## Soal Tertulis
Tuliskan kembali tanpa perubahan bagian artikel tentang mundurnya Febri Diansyah yang dimulai pada kata-kata "tirto.id - Mantan" dan berakhir setelah kata-kata "dan pegiat antikorupsi.".

Menuju konten utama

Busyro: Febri Mundur karena Revisi UU KPK & Banyak Jenderal Polisi

Busyro menilai Febri mundur karena revisi UU KPK dan banyaknya perwira tinggi Polri yang direkrut untuk masuk ke KPK dan mengisi sejumlah pos bintang satu.

Busyro: Febri Mundur karena Revisi UU KPK & Banyak Jenderal Polisi
Mantan Ketua Komisi Pemberantasan Korupsi (KPK) Busyro Muqoddas memberikan keterangan kepada wartawan di kantor Pimpinan Pusat Muhammadiyah Yogyakarta, Kamis (19/7/2019). tirto.id/Irwan A. Syambudi

tirto.id - Mantan Ketua Komisi Pemberantasan Korupsi (KPK), M. Busyro Muqoddas, menilai bahwa mundurnya Febri Diansyah dari lembaga antirasuah tersebut karena beberapa faktor. Faktor-faktor tersebut telah dibahas oleh dirinya, beberapa mantan pimpinan KPK lainnya, dan pegiat antikorupsi.

## Data yang Diberikan
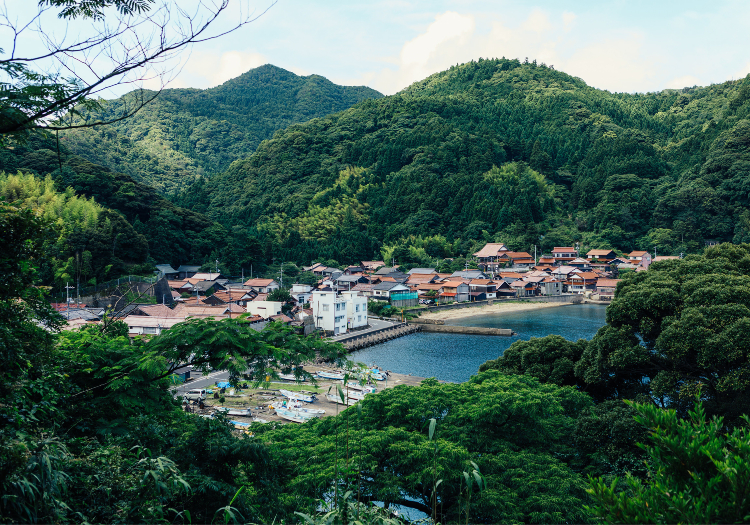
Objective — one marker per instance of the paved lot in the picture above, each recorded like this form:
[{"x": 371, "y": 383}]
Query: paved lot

## Pembahasan Lengkap
tirto.id - Mantan Ketua Komisi Pemberantasan Korupsi (KPK), M. Busyro Muqoddas, menilai bahwa mundurnya Febri Diansyah dari lembaga antirasuah tersebut karena beberapa faktor. Faktor-faktor tersebut telah dibahas oleh dirinya, beberapa mantan pimpinan KPK lainnya, dan pegiat antikorupsi.